In the records below, swap "one-line" for "single-line" from the line that has "Question. Locate the house" through the line that has "Question. Locate the neighbouring". Return only those lines, with everything else left unchanged.

## DATA SUPPLIED
════
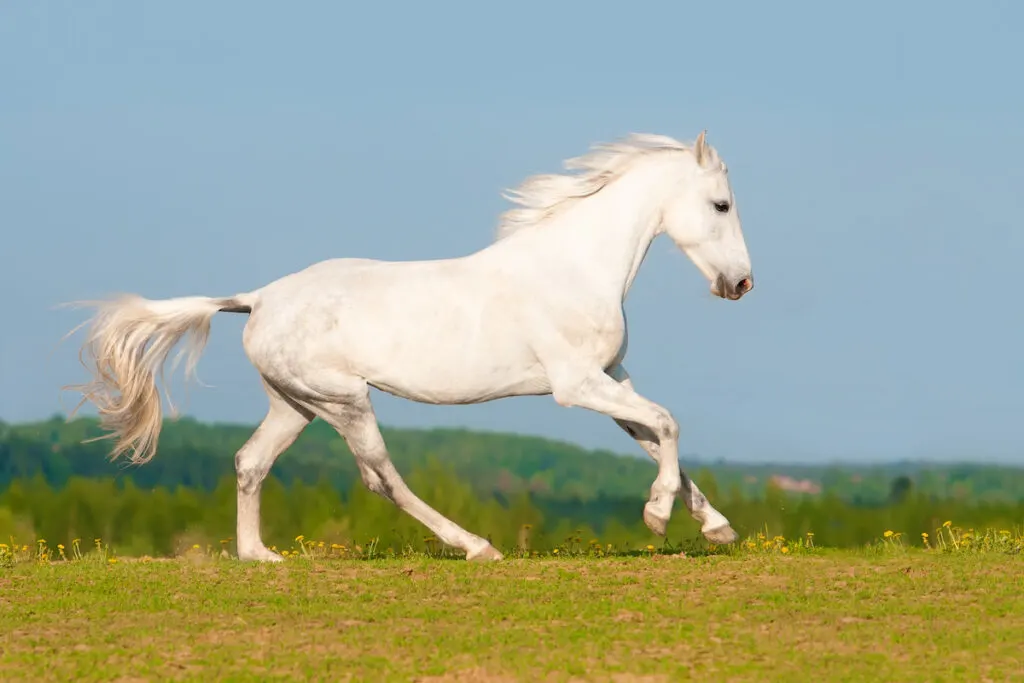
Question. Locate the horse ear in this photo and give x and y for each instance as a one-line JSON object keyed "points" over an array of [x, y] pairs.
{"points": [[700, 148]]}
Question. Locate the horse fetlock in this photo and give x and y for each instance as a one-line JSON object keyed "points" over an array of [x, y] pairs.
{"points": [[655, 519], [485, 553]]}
════
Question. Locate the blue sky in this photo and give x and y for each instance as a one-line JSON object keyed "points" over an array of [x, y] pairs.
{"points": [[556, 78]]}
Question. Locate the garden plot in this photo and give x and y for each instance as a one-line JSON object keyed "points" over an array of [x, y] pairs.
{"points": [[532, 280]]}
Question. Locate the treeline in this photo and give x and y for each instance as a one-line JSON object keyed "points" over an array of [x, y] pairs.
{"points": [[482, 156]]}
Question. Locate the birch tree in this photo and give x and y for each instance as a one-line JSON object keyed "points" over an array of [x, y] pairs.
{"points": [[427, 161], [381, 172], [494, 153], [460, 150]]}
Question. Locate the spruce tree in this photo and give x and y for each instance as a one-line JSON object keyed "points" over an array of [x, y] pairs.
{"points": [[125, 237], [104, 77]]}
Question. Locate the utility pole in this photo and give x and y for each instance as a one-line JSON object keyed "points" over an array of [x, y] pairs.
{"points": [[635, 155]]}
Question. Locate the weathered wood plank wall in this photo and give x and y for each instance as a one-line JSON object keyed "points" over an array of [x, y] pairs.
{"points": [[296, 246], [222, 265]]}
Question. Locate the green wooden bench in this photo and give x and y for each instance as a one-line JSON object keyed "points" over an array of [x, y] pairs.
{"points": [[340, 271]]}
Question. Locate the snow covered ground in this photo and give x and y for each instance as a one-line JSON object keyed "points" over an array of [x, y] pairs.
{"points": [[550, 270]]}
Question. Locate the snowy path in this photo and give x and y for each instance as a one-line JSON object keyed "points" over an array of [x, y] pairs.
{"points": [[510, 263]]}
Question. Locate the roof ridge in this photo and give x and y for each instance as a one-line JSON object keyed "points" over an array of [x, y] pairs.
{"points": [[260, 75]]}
════
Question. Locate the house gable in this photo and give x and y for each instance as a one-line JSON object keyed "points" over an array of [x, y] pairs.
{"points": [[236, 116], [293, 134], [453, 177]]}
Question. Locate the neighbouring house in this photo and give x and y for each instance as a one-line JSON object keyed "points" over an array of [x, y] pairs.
════
## FULL RESPONSE
Question. Locate the house gable in this photo and give x and y for each instance as a single-line JSON object keyed "points" over an array of [x, y] pairs.
{"points": [[236, 116], [293, 134], [453, 177]]}
Question. Locate the neighbouring house in this photo and give x and y for each instance as a single-line JSON object keyed "points" over an array of [x, y] pairs.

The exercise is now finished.